*** Opening of RECORDS FOR THIS TASK ***
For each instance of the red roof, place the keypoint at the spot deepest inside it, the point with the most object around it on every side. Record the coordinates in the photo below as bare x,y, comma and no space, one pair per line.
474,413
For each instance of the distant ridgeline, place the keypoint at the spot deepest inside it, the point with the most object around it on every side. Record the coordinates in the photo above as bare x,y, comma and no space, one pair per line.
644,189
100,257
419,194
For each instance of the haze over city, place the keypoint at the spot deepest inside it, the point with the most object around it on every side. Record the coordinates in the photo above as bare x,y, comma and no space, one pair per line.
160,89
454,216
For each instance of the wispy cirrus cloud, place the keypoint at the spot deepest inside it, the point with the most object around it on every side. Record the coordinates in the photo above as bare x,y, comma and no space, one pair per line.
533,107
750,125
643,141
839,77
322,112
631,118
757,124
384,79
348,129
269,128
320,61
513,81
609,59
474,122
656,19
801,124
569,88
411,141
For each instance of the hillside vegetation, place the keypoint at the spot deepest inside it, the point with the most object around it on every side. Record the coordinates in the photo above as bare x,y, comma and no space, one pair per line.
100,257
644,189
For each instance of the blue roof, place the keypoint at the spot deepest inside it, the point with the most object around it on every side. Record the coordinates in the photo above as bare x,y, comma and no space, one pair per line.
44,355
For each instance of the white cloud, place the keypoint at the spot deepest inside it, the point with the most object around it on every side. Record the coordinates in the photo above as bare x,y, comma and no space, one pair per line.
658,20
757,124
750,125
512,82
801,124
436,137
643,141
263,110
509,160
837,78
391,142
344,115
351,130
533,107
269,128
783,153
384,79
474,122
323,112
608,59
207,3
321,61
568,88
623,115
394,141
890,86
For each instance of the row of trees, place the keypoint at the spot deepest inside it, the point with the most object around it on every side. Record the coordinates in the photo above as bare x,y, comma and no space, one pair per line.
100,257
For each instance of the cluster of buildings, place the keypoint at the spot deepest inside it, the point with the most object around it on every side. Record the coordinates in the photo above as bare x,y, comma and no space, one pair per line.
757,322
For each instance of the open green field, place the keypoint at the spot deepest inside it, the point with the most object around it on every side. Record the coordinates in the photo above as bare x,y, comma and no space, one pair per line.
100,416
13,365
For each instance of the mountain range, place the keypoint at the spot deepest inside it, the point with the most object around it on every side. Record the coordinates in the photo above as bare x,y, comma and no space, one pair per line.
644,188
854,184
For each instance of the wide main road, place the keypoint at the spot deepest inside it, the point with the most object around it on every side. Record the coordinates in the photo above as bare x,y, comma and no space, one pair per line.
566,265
*** Close of RECORDS FOR THIS TASK ***
◆ **WORK TASK**: Now write the data shown above out again, word for word.

◆ **EXPECTED ANSWER**:
For each instance of the red roof, place the keypoint at the spot deepest inside it, the point with the most object around it on every side. Record the coordinates in the photo below as bare x,y, comma and no space, one pair per line.
474,413
For each instance of the distant ridgeline, place the keypoint at the spot deepest inside it, the point with the most object around it on every side. Record the coordinates in the photo above as bare x,y, comma and no space, one pair per line.
644,189
100,257
419,194
For each instance of the haze over city, place the keypoint at the spot deepest inside it, the point with the most object around it on every side. Record the coordinates in the photo above as bare x,y, comma and no space, one pair per line.
160,89
454,216
For each instance of the wispy cirrus cloud, place the keypoint at the spot deepest inside it, the point with the most object around it on every side. Record the coordinates in the photo above as bare x,y, comma and no space, one pair per line.
533,107
750,125
643,141
839,77
322,112
631,118
757,124
384,79
348,129
269,128
320,61
513,81
609,59
474,122
656,19
801,124
569,88
411,141
For each instance of the hillside vegetation, place the keypoint at the spot deepest inside it, the point with the most object around it on every side. Record the coordinates in the photo above as bare x,y, comma and no space, one pair per line.
100,257
644,189
For each instance of the blue roof, place the keypoint at the spot deepest inside it, the point with the most object around it on every side. Record the coordinates in the photo above as bare x,y, comma and no space, one pair per line.
44,355
For each instance of the white cloud, place the keypoint at the spot deepest inside it, the point with the most object around it on every side. Record the coordinates in the photo above as bare x,y, comma and no space, one pair per line.
658,20
757,124
750,125
512,82
801,124
436,137
643,141
263,110
509,160
837,78
391,142
344,115
351,130
533,107
269,128
783,153
384,79
474,122
323,112
608,59
207,3
321,61
568,88
623,115
394,141
890,86
For each instance of the row of trees, place the keypoint at the spot deepest inside it, the point with the most object around it on every side. Record the coordinates in the photo above as bare x,y, comma and no space, one pair per line.
100,257
For each instance of the cluster of buildings, place the keypoint at the spot deepest inside it, the point with the most object around it on every side. Record the coordinates in the photo above as bare x,y, comma and no space, one pair per line.
757,322
For each instance of the open green field, place the keypoint at the spot deepest inside it, the point with the most object around it on every side. Record the coordinates in the photo above as bare x,y, comma and no space, one pair per line.
100,416
13,365
For each instance of the mountain range, place the keypoint at the spot deepest inside it, the point with the most object around it on every side. Record the coordinates in the photo above as bare x,y, comma and no space, one pair per line.
644,188
854,184
For each instance of the wide main road, place the keypoint at the spot deepest inside it, the point with the most object around it on every side. Record the coordinates in the photo above as bare x,y, comma and no space, one pair per line.
566,265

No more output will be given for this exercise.